##### TEXT EXTRACT
Mediamatic Magazine Vol. 8#1 Richard Wright 1 jan 1994

Ross

Andrew Ross, Strange Weather Culture: Science, and Technology in the Age of Limits, Verso (New Left Books), London 1991

Strange Weather is/was the latest attempt to open up the debate on technology and popular culture for cultural scholarship. This project from a group of North American writers tries to look again at all those quirky rad-chic sub-cultures predicated on new technology that you tried to avoid being associated with when they first came around.

From New Agers, hackers and cyberpunks, Ross tries to salvage what was socially progressive about them and to use this to reconstruct cultural sociological strategies that might have an appeal outside of the university seminar room.

Ross considers what happens when slogans like Think Global, Act Local and Everything has to go somewhere replace Workers of the world unite, you have nothing to lose but your chains, and concludes that the field in which the aims of left libertarians and the popular sub-cultures have most in common is in the politics of ecology, especially social ecology. In fact Ross refers to his theoretical approach as social meteorology, a way of tactically predicting future trends that will unite leftist social, cultural, economic and political interests on a variety of fronts.

Like most people, Ross is bored with technologically-informed critiques that are polarised between the optimism of a democratic Utopia and the despair of the re-imposition of centralised controls. The book spends much time trying to redress an imbalance in the received judgements about various technologically-inspired movements of the past and present. Opinions that are now generally considered to be naive and out moded are re-presented and shown to contain much in the way of genuine usefulness in the context of their time and place. Likewise, techno-fashions that are now accorded plenty of street-cred are revealed as being based at least partly on reactionary social reflexes.
##########
##### GIVEN DATA
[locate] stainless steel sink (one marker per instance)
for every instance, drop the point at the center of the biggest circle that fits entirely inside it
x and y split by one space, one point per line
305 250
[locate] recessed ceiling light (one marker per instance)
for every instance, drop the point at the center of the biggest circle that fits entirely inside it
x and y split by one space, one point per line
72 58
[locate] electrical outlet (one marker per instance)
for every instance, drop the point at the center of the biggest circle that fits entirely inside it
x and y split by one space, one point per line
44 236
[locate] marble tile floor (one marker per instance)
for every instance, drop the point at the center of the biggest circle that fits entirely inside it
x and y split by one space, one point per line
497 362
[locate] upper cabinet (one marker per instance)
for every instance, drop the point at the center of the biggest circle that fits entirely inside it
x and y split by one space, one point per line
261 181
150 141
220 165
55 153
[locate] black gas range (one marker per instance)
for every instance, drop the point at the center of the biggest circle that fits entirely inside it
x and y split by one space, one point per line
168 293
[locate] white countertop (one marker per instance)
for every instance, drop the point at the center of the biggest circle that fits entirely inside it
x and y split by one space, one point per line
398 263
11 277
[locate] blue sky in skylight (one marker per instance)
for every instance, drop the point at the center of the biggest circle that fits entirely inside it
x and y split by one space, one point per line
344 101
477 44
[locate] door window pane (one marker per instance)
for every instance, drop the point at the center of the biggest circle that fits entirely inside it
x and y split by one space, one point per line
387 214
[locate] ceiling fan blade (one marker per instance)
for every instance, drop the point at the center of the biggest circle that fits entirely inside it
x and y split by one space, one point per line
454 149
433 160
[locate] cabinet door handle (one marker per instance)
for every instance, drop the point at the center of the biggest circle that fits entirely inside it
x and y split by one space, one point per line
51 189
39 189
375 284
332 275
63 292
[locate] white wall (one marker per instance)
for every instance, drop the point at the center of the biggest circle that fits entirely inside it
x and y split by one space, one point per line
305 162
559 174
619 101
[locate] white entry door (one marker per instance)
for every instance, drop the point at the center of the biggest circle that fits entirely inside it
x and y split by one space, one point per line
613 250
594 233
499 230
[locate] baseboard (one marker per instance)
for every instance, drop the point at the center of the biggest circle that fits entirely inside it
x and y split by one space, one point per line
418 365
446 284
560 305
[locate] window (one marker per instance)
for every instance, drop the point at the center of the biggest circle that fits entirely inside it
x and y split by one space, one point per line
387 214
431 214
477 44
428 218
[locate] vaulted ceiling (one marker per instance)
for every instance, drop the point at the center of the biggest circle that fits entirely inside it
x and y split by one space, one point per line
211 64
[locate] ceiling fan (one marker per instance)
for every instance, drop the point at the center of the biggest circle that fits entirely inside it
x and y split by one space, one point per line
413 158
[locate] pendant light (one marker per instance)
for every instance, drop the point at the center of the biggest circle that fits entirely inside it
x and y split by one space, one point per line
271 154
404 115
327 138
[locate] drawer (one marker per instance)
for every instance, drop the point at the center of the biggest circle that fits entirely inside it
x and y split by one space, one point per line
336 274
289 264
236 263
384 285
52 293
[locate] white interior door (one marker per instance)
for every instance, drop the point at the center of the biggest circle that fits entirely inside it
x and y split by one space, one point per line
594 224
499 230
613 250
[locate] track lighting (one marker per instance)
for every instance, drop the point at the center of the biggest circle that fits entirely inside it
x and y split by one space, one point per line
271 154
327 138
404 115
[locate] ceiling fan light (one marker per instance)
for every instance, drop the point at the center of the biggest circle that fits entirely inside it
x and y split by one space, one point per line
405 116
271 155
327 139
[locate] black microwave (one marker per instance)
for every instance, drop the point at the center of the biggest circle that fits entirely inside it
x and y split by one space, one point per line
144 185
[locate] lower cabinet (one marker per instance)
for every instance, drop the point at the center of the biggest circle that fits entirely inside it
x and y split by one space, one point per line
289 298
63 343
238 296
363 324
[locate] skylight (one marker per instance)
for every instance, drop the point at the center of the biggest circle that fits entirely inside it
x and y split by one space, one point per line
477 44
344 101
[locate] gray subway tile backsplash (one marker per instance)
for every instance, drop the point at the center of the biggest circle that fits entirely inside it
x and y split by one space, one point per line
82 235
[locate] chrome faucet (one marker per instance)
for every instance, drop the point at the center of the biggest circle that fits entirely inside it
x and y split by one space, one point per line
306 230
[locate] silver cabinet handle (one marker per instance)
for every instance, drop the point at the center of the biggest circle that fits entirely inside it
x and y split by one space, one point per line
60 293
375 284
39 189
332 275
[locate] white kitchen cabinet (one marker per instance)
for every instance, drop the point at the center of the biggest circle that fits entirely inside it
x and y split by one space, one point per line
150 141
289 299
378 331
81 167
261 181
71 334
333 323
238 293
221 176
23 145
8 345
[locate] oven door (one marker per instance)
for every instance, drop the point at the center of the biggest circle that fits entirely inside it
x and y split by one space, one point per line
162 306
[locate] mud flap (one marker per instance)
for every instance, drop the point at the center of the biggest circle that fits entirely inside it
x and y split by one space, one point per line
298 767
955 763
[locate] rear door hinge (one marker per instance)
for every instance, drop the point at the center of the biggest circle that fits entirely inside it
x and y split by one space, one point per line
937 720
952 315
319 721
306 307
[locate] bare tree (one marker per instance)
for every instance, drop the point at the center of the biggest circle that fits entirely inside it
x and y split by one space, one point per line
##########
▶ **JOB 1**: Report each row above that contains the string "skylight", copying every such row in full.
▶ **JOB 2**: Write the next passage of the review of Strange Weather, picking up after its final sentence.

▶ **EXPECTED OUTPUT 1**:
[locate] blue sky in skylight (one marker per instance)
[locate] skylight (one marker per instance)

▶ **EXPECTED OUTPUT 2**:
Ross points out firstly that the traditional conflict between the `two cultures' of sciences and humanities is actually more a question of political rivalry, given that both camps base their world views on a logic of continual development and progress, of one kind or another. The crisis point is reached at the level of ecological issues, where their common assumption of unlimited exploitation of natural and rational resources breaks down. Ross finds that an ecologically motivated opposition is a way of avoiding the exploitations of both technological determinism and self-centred Humanism, and of grounding its dynamics in people's everyday lives. Enter a range of alternative discourses to challenge the authority of the `two cultures', which Ross proceeds to question in order to discover what is really radical about them and what is merely a wish to emulate their peers.


First into the ring are the New Agers, eager to oppose the `materialist' attitudes of big science with their `natural' approach. But in order to more successfully oppose the established scientific community, they find themselves increasingly obliged to adopt the language of inductive reasoning of their enemies in order to have their `pseudo-scientific' claims taken seriously. A less disciplined thinker would be content to allow these different cultures and beliefs to occupy an equal place in the postmodern constellation of pluralities, but scientific practice forces the issue to the pragmatic level of who has access to knowledge and the means by which contemporary life is technologically structured. This gives Ross a chance to attack naive cultural relativism, for science is an area where cultural differences are always unequal due to the responsibility for each group to provide better accounts of the world (as Donna Haraway describes) and to be answerable to the people whose lives they will effect. Most troubling, the New Agers' `holistic' critique of science is based on the individual pursuit of `natural' go-it-alone alternatives and therefore eschews the wider social critique of areas such as the American health care system that might result in the more fundamental restructuring that Ross would prefer.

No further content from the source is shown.